PROMPT → Convert the lines of the listing below, from its first line through the line containing "[302,122,365,238]", into a Markdown table with a "No." column holding the row number and a "Text" column holding the line, leaving out blank lines.

[Items from a labeling collection]
-.-.-

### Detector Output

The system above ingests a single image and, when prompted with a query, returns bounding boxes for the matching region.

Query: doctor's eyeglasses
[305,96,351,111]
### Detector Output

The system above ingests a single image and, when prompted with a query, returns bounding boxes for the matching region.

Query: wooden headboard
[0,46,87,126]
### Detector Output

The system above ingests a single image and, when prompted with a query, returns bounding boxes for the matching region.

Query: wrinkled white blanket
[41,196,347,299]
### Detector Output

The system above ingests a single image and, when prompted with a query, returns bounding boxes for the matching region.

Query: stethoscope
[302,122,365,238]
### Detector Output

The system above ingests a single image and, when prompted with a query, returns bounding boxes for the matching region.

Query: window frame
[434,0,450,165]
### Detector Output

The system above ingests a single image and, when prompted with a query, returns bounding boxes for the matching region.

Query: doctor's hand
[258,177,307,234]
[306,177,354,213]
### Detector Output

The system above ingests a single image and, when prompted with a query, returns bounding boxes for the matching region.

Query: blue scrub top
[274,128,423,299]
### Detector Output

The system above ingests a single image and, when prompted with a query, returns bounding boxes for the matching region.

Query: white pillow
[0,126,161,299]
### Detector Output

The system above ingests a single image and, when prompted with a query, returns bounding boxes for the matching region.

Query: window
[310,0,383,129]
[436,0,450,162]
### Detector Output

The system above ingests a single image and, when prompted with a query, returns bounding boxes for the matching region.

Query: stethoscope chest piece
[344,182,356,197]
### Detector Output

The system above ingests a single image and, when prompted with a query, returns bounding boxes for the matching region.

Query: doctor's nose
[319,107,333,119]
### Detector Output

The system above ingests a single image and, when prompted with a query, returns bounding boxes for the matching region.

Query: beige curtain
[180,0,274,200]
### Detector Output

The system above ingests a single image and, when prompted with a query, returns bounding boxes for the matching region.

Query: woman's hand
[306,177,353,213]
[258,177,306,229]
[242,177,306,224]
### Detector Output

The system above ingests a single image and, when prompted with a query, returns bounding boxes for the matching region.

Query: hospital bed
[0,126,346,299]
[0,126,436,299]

-.-.-

RESULT OF THIS EXERCISE →
| No. | Text |
|---|---|
| 1 | ### Detector Output |
| 2 | The system above ingests a single image and, when prompted with a query, returns bounding boxes for the matching region. |
| 3 | Query: doctor's eyeglasses |
| 4 | [305,96,351,111] |
| 5 | ### Detector Output |
| 6 | The system above ingests a single image and, when prompted with a query, returns bounding boxes for the matching region. |
| 7 | Query: wooden headboard |
| 8 | [0,46,87,126] |
| 9 | ### Detector Output |
| 10 | The system above ingests a single image and, when prompted with a query, returns bounding boxes for the matching region. |
| 11 | Query: wrinkled white blanket |
| 12 | [41,196,347,299] |
| 13 | ### Detector Output |
| 14 | The system above ingests a single image and, when prompted with a query, returns bounding boxes for the matching region. |
| 15 | Query: stethoscope |
| 16 | [302,122,365,238] |